(Bounding-box records)

━━━━━━━━

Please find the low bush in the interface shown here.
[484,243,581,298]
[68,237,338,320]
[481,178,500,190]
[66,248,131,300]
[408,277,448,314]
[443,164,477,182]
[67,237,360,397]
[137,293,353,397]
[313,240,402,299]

━━━━━━━━

• [WHAT YOU ARE ASKED TO DO] Reproduce all of the lines in the records above, including the requests, adding 123 to every coordinate value in the answers.

• [FINAL RESULT]
Please find the low bush in the interface shown here.
[607,366,704,421]
[191,360,461,443]
[604,301,623,313]
[189,371,254,423]
[531,400,571,437]
[566,287,600,305]
[190,360,483,520]
[260,416,476,520]
[436,363,525,422]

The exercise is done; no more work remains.